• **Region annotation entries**
****************

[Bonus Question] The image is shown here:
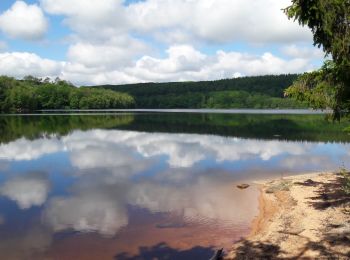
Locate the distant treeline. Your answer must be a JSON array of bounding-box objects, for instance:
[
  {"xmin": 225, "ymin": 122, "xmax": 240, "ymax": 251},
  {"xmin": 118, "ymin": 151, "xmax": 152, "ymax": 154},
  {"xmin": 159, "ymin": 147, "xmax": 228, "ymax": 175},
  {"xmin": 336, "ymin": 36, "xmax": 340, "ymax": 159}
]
[
  {"xmin": 93, "ymin": 74, "xmax": 306, "ymax": 108},
  {"xmin": 0, "ymin": 74, "xmax": 306, "ymax": 112},
  {"xmin": 0, "ymin": 76, "xmax": 135, "ymax": 112}
]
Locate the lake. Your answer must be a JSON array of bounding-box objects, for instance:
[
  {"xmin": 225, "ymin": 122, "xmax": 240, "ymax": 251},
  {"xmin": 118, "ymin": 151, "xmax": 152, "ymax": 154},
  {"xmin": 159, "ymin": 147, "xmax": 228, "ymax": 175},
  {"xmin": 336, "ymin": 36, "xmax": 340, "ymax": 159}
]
[{"xmin": 0, "ymin": 110, "xmax": 350, "ymax": 260}]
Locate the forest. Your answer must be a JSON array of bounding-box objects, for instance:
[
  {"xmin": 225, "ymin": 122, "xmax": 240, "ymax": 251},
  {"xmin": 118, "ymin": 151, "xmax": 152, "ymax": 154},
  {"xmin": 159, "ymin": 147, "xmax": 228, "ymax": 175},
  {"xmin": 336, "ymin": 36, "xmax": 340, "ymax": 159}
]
[
  {"xmin": 0, "ymin": 74, "xmax": 306, "ymax": 112},
  {"xmin": 93, "ymin": 74, "xmax": 307, "ymax": 108},
  {"xmin": 0, "ymin": 76, "xmax": 135, "ymax": 112}
]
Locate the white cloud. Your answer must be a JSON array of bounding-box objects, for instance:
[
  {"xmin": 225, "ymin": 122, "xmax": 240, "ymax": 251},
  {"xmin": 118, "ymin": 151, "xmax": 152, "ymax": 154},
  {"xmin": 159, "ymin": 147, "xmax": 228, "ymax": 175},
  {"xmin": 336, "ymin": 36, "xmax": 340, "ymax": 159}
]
[
  {"xmin": 127, "ymin": 0, "xmax": 311, "ymax": 43},
  {"xmin": 40, "ymin": 0, "xmax": 128, "ymax": 40},
  {"xmin": 0, "ymin": 173, "xmax": 50, "ymax": 209},
  {"xmin": 0, "ymin": 0, "xmax": 322, "ymax": 85},
  {"xmin": 0, "ymin": 52, "xmax": 64, "ymax": 78},
  {"xmin": 0, "ymin": 41, "xmax": 8, "ymax": 51},
  {"xmin": 0, "ymin": 1, "xmax": 48, "ymax": 40},
  {"xmin": 282, "ymin": 44, "xmax": 324, "ymax": 59},
  {"xmin": 63, "ymin": 45, "xmax": 315, "ymax": 84},
  {"xmin": 68, "ymin": 36, "xmax": 147, "ymax": 71}
]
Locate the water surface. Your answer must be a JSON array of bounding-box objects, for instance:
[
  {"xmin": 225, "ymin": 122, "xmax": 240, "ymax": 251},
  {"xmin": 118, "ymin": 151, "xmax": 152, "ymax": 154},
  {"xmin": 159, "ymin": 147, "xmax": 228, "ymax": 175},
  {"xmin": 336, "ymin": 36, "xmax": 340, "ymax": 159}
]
[{"xmin": 0, "ymin": 111, "xmax": 350, "ymax": 259}]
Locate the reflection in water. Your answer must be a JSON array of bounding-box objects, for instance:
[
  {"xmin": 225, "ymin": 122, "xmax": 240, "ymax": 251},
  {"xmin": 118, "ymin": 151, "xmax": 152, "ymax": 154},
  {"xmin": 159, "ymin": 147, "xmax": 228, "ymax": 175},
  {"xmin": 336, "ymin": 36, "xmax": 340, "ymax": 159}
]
[{"xmin": 0, "ymin": 114, "xmax": 350, "ymax": 259}]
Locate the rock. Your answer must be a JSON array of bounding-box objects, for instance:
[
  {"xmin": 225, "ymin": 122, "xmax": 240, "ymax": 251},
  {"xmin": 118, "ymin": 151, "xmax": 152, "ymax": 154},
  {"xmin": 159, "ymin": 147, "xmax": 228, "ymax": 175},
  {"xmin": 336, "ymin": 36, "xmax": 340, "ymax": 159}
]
[{"xmin": 237, "ymin": 184, "xmax": 250, "ymax": 190}]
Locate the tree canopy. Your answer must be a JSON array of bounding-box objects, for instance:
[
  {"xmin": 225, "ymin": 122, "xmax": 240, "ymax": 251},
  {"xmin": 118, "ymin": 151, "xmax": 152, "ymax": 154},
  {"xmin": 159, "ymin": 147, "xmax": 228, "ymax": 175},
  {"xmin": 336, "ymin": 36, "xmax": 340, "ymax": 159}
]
[
  {"xmin": 284, "ymin": 0, "xmax": 350, "ymax": 115},
  {"xmin": 0, "ymin": 76, "xmax": 135, "ymax": 112}
]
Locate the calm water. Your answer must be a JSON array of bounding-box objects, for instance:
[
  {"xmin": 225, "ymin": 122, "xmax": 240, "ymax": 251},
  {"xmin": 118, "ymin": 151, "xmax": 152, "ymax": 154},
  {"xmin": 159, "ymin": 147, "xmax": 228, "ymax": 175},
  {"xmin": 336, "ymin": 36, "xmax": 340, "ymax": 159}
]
[{"xmin": 0, "ymin": 111, "xmax": 350, "ymax": 259}]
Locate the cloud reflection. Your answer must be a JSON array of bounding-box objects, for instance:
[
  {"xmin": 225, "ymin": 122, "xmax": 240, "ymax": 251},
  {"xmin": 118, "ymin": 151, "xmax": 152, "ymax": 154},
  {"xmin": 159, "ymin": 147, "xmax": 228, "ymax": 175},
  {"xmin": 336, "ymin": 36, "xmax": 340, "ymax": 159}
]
[{"xmin": 0, "ymin": 173, "xmax": 50, "ymax": 209}]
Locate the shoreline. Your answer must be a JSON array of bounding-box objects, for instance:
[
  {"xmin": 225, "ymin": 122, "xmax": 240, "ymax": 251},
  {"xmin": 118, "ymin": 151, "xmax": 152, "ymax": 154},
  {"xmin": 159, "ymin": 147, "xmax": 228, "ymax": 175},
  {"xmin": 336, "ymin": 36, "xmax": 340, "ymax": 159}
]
[{"xmin": 225, "ymin": 173, "xmax": 350, "ymax": 259}]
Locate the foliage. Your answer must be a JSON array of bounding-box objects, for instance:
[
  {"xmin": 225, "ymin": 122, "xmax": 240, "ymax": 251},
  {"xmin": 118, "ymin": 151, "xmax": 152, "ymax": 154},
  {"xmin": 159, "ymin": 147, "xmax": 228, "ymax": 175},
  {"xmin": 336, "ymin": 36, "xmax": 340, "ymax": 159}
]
[
  {"xmin": 0, "ymin": 76, "xmax": 135, "ymax": 112},
  {"xmin": 284, "ymin": 0, "xmax": 350, "ymax": 114},
  {"xmin": 94, "ymin": 75, "xmax": 306, "ymax": 108}
]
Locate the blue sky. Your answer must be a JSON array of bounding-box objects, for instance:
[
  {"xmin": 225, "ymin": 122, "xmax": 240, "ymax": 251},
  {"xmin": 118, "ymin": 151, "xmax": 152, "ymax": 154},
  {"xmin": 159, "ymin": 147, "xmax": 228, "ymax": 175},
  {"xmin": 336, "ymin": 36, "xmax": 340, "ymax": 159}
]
[{"xmin": 0, "ymin": 0, "xmax": 323, "ymax": 85}]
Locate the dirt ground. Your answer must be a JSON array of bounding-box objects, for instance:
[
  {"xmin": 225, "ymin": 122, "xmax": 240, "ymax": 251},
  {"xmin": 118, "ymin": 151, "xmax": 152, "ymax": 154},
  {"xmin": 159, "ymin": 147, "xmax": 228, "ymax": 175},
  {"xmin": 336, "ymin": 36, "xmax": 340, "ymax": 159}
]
[{"xmin": 225, "ymin": 173, "xmax": 350, "ymax": 259}]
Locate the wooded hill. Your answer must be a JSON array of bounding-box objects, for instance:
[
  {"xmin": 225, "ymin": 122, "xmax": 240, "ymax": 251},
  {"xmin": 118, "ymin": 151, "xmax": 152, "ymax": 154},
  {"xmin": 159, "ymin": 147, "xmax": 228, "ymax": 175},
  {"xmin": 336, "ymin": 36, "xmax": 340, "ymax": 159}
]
[{"xmin": 93, "ymin": 74, "xmax": 306, "ymax": 108}]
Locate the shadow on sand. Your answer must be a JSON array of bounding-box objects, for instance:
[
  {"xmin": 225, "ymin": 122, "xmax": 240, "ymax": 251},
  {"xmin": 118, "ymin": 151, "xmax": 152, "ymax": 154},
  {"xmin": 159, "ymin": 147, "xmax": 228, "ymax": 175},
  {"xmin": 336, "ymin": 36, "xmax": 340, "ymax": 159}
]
[{"xmin": 234, "ymin": 175, "xmax": 350, "ymax": 259}]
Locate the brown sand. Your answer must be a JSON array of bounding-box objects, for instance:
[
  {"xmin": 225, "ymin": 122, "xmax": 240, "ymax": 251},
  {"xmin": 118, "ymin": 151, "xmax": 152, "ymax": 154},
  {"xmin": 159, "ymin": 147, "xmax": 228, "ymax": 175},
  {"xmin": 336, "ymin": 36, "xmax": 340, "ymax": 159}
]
[{"xmin": 227, "ymin": 173, "xmax": 350, "ymax": 259}]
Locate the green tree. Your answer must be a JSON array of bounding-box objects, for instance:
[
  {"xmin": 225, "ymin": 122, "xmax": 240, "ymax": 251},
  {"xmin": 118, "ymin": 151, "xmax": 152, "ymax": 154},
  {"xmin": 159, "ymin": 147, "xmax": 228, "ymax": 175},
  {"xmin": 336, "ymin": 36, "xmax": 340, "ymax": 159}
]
[{"xmin": 284, "ymin": 0, "xmax": 350, "ymax": 118}]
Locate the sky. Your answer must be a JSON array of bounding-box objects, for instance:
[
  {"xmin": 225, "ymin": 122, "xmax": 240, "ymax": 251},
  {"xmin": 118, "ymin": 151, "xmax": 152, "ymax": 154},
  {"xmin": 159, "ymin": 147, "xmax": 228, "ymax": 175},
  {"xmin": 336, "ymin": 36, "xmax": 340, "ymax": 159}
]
[{"xmin": 0, "ymin": 0, "xmax": 324, "ymax": 85}]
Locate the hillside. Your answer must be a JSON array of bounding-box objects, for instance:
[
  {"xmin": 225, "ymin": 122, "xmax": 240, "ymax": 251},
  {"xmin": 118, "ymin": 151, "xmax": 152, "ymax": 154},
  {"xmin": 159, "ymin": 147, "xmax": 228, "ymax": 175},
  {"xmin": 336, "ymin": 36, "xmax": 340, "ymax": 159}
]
[{"xmin": 94, "ymin": 74, "xmax": 305, "ymax": 108}]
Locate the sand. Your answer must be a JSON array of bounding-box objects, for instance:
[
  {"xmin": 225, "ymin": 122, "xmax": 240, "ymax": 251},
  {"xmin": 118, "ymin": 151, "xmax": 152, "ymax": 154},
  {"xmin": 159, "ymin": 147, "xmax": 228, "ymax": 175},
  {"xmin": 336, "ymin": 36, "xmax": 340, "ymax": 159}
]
[{"xmin": 225, "ymin": 173, "xmax": 350, "ymax": 259}]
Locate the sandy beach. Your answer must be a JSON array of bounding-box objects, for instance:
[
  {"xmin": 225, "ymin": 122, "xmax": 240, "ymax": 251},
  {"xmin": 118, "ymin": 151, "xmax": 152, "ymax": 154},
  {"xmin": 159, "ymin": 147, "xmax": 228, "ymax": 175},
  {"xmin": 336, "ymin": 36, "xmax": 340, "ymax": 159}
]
[{"xmin": 226, "ymin": 173, "xmax": 350, "ymax": 259}]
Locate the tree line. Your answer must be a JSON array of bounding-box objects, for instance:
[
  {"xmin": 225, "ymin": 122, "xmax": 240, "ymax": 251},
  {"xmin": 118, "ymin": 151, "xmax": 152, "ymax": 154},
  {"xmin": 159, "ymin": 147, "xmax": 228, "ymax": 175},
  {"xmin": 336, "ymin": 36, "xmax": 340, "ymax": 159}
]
[
  {"xmin": 0, "ymin": 76, "xmax": 135, "ymax": 112},
  {"xmin": 93, "ymin": 74, "xmax": 306, "ymax": 108}
]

****************

• **SHORT PROBLEM**
Reproduce the material from the line with "Locate the tree line." through the end, changing "tree line" to "line of trees" and leaving everything else as it is.

• **RESPONSE**
Locate the line of trees. Your answer must be a JSON array of bounding-box objects, for instance:
[
  {"xmin": 225, "ymin": 122, "xmax": 240, "ymax": 251},
  {"xmin": 118, "ymin": 151, "xmax": 152, "ymax": 154},
  {"xmin": 159, "ymin": 147, "xmax": 228, "ymax": 175},
  {"xmin": 336, "ymin": 36, "xmax": 340, "ymax": 159}
]
[
  {"xmin": 0, "ymin": 76, "xmax": 135, "ymax": 112},
  {"xmin": 93, "ymin": 74, "xmax": 306, "ymax": 108}
]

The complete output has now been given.